(Position annotation records)
════════

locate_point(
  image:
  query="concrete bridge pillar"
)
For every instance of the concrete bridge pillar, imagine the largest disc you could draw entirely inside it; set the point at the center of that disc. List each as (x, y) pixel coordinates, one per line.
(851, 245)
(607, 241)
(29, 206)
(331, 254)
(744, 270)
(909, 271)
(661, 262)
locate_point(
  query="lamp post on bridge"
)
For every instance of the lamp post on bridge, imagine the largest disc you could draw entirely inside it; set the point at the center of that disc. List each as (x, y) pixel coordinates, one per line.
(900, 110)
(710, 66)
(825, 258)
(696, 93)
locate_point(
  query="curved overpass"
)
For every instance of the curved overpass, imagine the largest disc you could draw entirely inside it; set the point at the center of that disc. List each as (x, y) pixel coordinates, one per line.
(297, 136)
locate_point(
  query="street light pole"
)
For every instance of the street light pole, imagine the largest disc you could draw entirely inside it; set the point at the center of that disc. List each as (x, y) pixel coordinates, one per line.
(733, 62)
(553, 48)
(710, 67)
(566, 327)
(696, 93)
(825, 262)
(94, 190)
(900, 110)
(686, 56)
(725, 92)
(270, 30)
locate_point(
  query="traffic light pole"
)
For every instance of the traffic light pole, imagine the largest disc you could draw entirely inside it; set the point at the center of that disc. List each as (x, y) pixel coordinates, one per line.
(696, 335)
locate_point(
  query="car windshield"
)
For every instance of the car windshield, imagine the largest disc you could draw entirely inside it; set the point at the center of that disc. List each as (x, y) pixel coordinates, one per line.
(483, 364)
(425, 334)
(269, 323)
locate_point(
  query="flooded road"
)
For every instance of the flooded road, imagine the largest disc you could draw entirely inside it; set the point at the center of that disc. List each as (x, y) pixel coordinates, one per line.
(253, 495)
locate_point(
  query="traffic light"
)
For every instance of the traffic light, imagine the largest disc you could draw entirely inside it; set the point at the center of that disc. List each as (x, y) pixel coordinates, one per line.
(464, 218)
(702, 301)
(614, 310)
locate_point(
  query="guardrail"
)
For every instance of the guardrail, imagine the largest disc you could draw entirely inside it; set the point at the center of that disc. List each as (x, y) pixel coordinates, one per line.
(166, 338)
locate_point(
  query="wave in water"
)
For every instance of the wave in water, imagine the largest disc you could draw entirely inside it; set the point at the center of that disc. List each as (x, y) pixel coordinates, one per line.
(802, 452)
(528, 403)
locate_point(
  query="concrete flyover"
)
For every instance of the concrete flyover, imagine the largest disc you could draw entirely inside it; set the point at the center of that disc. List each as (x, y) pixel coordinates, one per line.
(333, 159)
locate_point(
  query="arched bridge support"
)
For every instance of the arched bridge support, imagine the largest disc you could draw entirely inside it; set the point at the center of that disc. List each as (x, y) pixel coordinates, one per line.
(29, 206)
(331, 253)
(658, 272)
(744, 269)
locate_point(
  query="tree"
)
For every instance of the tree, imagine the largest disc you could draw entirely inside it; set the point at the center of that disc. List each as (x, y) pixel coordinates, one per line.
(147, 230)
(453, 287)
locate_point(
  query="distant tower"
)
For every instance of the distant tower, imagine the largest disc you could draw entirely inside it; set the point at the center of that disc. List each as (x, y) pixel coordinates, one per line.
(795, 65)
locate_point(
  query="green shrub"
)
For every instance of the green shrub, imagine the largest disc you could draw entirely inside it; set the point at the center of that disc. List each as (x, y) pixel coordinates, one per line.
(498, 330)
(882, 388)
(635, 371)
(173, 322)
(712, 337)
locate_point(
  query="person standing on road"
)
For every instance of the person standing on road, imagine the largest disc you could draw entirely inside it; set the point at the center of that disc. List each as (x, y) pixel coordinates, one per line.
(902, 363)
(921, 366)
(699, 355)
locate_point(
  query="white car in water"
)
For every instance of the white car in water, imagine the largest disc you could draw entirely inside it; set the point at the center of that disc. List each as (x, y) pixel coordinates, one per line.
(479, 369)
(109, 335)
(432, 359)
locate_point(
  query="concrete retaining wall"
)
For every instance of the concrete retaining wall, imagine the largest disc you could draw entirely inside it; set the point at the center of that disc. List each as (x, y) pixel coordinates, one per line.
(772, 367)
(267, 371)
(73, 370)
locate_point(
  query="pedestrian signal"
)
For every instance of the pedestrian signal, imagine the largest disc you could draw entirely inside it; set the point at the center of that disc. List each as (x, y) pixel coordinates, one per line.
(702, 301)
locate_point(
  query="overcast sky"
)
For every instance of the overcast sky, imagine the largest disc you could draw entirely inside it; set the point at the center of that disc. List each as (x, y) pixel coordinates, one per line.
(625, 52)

════════

■ Exercise directions
Count the lines of the material above that contain the string "road", treating case as significant, and give only the number.

■ Exercise response
4